REQUIRED ACTION — Where a line in the records below contains the string "sandy", tally it; give only the final number.

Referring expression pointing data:
/---

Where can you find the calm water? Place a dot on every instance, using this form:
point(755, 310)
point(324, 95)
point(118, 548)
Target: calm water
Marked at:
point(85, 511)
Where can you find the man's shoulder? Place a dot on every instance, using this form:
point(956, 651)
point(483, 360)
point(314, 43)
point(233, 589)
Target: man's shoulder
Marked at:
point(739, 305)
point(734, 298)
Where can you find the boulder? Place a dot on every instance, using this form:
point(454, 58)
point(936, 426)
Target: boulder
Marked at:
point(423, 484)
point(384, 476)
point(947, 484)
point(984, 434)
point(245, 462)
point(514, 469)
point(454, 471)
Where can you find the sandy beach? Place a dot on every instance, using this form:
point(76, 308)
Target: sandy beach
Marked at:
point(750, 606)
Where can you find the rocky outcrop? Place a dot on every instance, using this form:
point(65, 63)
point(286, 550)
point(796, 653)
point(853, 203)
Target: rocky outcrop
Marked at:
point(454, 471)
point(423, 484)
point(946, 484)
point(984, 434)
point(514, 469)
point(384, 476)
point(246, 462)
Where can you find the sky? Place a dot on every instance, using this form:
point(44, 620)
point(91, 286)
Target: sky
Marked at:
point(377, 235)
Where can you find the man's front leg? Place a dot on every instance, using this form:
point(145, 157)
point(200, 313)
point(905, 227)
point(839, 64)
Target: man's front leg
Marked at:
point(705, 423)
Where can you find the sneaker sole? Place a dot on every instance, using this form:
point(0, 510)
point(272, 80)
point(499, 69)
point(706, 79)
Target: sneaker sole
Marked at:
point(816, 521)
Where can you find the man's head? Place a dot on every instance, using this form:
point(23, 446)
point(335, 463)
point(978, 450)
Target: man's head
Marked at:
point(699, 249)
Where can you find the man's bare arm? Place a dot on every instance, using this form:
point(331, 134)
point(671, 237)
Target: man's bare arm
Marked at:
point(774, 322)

\---

FINISHED TASK — 2